* **Prompt**
Write the entries out again. Each one must match exactly.

* **Supplied records**
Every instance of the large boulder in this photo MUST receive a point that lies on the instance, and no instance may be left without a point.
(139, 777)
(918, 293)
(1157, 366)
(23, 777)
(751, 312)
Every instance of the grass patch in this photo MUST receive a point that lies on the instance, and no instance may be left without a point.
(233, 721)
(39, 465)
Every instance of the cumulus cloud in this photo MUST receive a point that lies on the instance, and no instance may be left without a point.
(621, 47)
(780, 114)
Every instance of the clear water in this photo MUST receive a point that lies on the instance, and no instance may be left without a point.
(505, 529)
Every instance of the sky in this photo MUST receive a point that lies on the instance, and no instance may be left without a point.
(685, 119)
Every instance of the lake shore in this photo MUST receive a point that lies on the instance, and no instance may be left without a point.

* **Answer box**
Every instance of the large boulder in this photo MUST receive a point that lies on the instance, and no instance may be left without a point.
(139, 777)
(918, 293)
(1157, 366)
(23, 777)
(751, 312)
Every instance of the grass patch in this photo MUST receive a point that lies on the instance, and no instance may be left without a point.
(233, 721)
(39, 465)
Every instance of the cumulus cloud in this photo MUST receive a point that lies on the instance, and no instance may be left without a point.
(621, 47)
(780, 114)
Every instance of the clear water in this photo MUST receive a point that lies on the instance, and no instance may be left without a point.
(505, 529)
Every instance of the sky in this photo MUST receive a point that lies on the instance, and no instance may be left without a point.
(685, 119)
Every instance of the lake shore in this photo MUST receive a point that lies on the instance, and no instance may be left without a point.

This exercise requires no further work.